(Brief): Pick up the China Teletech Holding filing cover page and continue it from its last line.

Date of Report (Date of earliest event reported): March 30, 2012
 
CHINA TELETECH HOLDING, INC.
(Exact name of registrant as specified in its charter)
 
Florida
 
333-130937
 
59-3565377
(State or other jurisdiction of
incorporation)
 
(Commission File Number)
 
(IRS Employer Identification No.)
 
c/o Corporation Service Company
1201 Hays Street
Tallahassee, FL
(Address of principal executive offices) (Zip Code)
 
Registrant’s telephone number, including area code: (850) 521-1000
 
Guangzhou Global Telecom, Inc.
(Former name or former address, if changed since last report)

Check the appropriate box below if the Form 8-K filing is intended to simultaneously satisfy the filing obligation of the registrant under any of the following provisions (see General Instruction A.2. below):

o         Written communications pursuant to Rule 425 under the Securities Act (17 CFR 230.425)

o        Soliciting material pursuant to Rule 14a-12 under the Exchange Act (17 CFR 240.14a -12)

o         Pre-commencement communications pursuant to Rule 14d-2(b) under the Exchange Act (17 CFR 240.14d -2(b))

o         Pre-commencement communications pursuant to Rule 13e-4(c) under the Exchange Act (17 CFR 240.13e -4(c))

Position annotation items:
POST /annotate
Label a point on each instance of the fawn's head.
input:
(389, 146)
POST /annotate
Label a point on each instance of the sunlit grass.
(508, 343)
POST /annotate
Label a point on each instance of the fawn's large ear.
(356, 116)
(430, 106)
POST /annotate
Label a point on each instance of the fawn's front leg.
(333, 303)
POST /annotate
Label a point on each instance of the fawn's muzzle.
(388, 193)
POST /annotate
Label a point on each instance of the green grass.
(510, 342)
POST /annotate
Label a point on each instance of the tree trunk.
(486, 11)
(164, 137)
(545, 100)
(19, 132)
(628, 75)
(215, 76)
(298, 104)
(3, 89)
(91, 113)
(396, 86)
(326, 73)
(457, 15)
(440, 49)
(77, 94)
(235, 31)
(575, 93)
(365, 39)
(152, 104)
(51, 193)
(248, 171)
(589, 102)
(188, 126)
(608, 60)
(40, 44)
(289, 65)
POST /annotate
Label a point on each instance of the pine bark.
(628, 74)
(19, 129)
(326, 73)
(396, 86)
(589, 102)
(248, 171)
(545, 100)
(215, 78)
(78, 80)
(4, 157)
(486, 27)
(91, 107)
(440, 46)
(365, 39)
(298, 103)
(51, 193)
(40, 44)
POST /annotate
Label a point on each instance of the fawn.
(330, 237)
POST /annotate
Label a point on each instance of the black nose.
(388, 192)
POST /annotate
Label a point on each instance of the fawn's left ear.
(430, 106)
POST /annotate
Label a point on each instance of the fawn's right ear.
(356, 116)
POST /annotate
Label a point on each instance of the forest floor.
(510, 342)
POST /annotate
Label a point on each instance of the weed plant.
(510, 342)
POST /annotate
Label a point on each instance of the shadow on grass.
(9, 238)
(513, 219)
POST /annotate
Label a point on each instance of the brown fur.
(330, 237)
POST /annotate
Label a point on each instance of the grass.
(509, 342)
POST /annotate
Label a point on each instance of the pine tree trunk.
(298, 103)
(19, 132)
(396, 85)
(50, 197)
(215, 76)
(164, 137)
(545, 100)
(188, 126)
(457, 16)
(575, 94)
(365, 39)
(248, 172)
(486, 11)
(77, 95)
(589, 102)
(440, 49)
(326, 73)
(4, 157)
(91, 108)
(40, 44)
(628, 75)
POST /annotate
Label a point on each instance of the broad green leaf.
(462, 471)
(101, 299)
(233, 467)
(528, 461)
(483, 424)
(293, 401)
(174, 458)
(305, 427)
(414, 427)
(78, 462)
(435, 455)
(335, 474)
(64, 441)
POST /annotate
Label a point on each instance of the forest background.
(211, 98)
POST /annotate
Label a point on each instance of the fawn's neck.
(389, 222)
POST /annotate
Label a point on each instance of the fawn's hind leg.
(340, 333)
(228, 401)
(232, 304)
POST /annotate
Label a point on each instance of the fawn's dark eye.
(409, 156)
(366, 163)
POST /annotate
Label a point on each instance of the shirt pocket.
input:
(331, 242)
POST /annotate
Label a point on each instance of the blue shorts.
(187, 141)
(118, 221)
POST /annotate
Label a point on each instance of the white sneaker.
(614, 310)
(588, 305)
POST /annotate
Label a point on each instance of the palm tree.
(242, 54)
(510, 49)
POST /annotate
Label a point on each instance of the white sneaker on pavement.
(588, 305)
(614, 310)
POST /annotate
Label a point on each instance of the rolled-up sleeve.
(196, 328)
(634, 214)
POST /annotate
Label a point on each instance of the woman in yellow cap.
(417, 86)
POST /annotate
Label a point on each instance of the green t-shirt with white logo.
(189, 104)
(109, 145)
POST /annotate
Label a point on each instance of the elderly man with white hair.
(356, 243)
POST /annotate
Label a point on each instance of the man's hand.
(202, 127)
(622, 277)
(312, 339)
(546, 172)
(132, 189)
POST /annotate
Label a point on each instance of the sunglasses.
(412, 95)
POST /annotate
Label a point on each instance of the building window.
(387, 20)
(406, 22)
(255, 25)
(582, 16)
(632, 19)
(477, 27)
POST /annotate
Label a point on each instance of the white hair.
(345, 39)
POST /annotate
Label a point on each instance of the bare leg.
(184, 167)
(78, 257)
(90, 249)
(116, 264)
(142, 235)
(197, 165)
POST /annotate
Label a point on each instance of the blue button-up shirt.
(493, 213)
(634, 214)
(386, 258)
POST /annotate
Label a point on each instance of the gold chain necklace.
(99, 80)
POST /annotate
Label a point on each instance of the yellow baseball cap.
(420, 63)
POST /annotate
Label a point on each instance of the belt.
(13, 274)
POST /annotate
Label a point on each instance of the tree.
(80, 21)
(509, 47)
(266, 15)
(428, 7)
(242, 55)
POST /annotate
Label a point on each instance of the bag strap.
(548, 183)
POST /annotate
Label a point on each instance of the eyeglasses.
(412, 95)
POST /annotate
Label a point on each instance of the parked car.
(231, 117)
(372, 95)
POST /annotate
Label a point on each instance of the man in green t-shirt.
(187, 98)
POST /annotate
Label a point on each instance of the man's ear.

(Response to this exercise):
 
 

 
 
Item 1.01 Entry into a Material Definitive Agreement.

Reference is made to the disclosure set forth under Items 2.01 of this Report, which disclosure is incorporated herein by reference.

Item 2.01 Completion of Acquisition or Disposition of Assets.

On March 30, 2012 (the “Closing Date”), China Teletech Holding, Inc., a Florida corporation (“we” or the “Company”), completed a share exchange transaction with China Teletech Limited, a British Virgin Islands corporation (“CTL”), by entering into a share exchange agreement (the “Agreement”) with CTL and the former shareholders of CTL, dated March 30, 2012. Pursuant to the Agreement, we acquired all the outstanding capital stock of CTL from the former shareholders of CTL in exchange for the issuance of 40,000,000 shares of our common stock (the “Share Exchange”). The shares issued to the former shareholders of CTL constituted approximately 68.34% of our issued and outstanding shares of common stock as of an immediately after the commutation of the Share Exchange. As a result of the Share Exchange, CTL became our wholly owned subsidiary and Dong Liu and Yuan Zhao, the former shareholders of CTL, became our principal shareholders. 

In connection with the Share Exchange, Yankuan Li resigned as our Chief Financial Officer, Secretary and Chairman of the Board of Directors, effective as of the Closing Date. Also effective upon closing of the Share Exchange, Dong Liu, Yuan Zhao, Yau Kwong Li and Kwok Ming Wai Andrew were appointed as our directors. In addition, Kwok Ming Wai Andrew was appointed as our Chief Financial Officer and Secretary. Ms. Yankuan Li will remain President, Chief Executive Officer and a member of the board of directors of the Company.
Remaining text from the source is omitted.